• [Work required] Rewrite the records below with "evergreen tree" changed to "conifer" everywhere it appears, leaving everything else the same. Leave the pictures out.
>>>>
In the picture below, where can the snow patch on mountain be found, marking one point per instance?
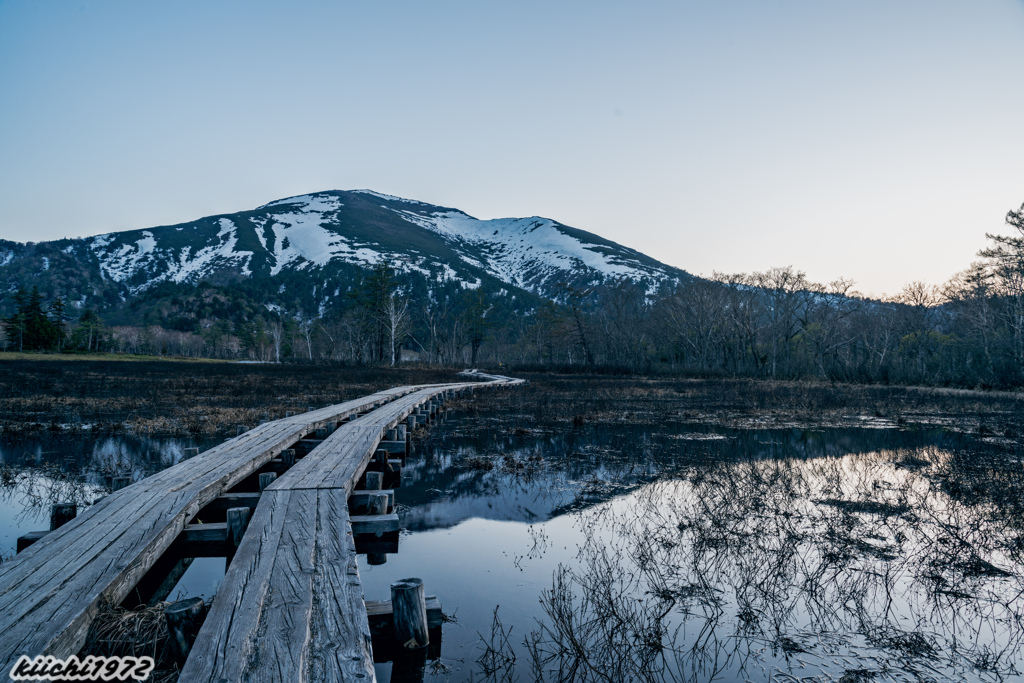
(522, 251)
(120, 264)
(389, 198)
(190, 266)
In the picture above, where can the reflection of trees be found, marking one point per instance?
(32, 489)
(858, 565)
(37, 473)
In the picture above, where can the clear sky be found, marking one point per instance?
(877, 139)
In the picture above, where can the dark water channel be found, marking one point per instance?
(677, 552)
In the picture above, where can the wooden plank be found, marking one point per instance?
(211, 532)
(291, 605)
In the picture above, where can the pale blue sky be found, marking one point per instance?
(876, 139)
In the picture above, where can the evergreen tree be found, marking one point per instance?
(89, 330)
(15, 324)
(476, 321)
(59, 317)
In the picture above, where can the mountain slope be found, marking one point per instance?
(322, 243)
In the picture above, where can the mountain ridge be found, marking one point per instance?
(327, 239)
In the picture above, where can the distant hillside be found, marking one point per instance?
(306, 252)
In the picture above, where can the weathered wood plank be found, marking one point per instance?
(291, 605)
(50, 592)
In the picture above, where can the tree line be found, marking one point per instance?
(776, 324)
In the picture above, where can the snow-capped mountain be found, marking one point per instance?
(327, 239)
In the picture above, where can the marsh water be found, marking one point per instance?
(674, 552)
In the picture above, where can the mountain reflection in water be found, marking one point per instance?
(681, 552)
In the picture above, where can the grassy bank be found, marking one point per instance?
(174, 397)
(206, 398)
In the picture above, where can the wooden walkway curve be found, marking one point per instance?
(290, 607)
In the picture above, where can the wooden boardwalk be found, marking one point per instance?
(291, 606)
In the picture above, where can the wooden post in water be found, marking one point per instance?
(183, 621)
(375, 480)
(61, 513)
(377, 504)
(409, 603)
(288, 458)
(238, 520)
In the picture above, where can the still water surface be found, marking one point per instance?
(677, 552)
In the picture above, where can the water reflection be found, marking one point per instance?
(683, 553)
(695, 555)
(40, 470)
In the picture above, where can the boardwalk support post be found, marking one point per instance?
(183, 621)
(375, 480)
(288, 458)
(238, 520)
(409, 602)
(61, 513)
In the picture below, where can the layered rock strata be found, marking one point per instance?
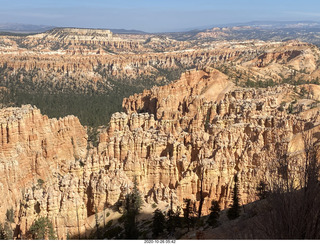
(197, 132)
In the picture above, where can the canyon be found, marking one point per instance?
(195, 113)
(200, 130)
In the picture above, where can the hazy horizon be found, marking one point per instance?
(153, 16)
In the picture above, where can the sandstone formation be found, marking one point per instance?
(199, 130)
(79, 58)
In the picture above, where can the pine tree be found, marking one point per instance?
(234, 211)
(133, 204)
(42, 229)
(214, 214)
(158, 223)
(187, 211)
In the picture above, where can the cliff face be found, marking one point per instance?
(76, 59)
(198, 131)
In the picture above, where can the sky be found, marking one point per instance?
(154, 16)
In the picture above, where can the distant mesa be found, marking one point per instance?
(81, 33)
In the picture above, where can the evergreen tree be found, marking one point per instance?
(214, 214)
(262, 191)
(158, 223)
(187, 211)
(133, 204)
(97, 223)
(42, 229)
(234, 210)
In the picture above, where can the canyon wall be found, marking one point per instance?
<<<<
• [The reply]
In the picture below, where can the snow patch on mountain be found, marking one point per instance?
(522, 251)
(120, 264)
(389, 198)
(190, 266)
In the picture above, where can the reflection of trees be found, marking one point per instance?
(32, 489)
(858, 565)
(37, 473)
In the picture above, where can the clear sky be found, marking one point per instance?
(877, 139)
In the picture above, where can the dark water channel be found, marking one point per instance?
(677, 552)
In the picture above, where can the wooden plank be found, marking one point per instance?
(211, 532)
(291, 605)
In the picture above, where can the pale blue sky be found, marking one point per instance?
(876, 139)
In the picture above, where can the conifer be found, marking one point per instance?
(89, 330)
(15, 324)
(476, 321)
(59, 317)
In the picture above, where can the mountain slope be found, marking one point per instance?
(322, 243)
In the picture above, where can the mountain ridge be found, marking one point per instance?
(327, 239)
In the picture above, where can the distant hillside be found, marking one point per instance?
(306, 252)
In the picture above, where can the weathered wood plank be found, marking one point per instance?
(291, 605)
(50, 592)
In the picture above, where can the tree line be found, marking one point per instance?
(776, 324)
In the picture above, where can the snow-capped mountain be found, marking one point per instance?
(327, 239)
In the picture above, where can the marsh water be found, marking one point per instance?
(674, 552)
In the picture above, where can the mountain reflection in water be found, marking one point per instance?
(681, 552)
In the picture above, where can the grassy bank be found, marking one point per instance?
(174, 397)
(206, 398)
In the picture above, where can the wooden walkway curve be found, marking one point per instance?
(290, 607)
In the picture above, where can the wooden boardwalk be found, marking one point per instance?
(291, 606)
In the picture above, where can the wooden post in water be found, marking one point per instance?
(183, 621)
(375, 480)
(61, 513)
(377, 504)
(409, 603)
(288, 458)
(238, 520)
In the picture above, where can the still water surface be found, marking one point per instance?
(677, 552)
In the picture above, where can the water reflection be found, marking one point per instance?
(683, 553)
(695, 555)
(40, 470)
In the picture above, where can the boardwalk support post be found, marking one point per instance?
(183, 621)
(375, 480)
(288, 458)
(238, 520)
(409, 602)
(61, 513)
In the picture below, where can the layered rock strata be found, marking one point per instance?
(197, 132)
In the picture above, where can the canyon be found, marking one point per instance?
(195, 113)
(200, 130)
In the picture above, where can the hazy horizon be found, marking one point per instance?
(153, 16)
In the picture above, where can the sandstone formation be found, marking one point per instance?
(199, 130)
(79, 58)
In the picture above, where can the pine tree be found, marking one point per instance?
(234, 211)
(133, 204)
(42, 229)
(214, 214)
(158, 223)
(187, 211)
In the picture above, where can the cliff face be found, marking one point per instance?
(76, 59)
(198, 131)
In the picture above, where can the sky be found, marking one point per instance?
(154, 16)
In the picture above, where can the distant mesa be found, marking one point per instance?
(81, 33)
In the picture above, where can the conifer be found, marking one point per instance?
(214, 214)
(262, 191)
(158, 223)
(187, 211)
(133, 204)
(97, 223)
(42, 229)
(234, 210)
In the picture above, where can the canyon wall be found, marking one point per instance?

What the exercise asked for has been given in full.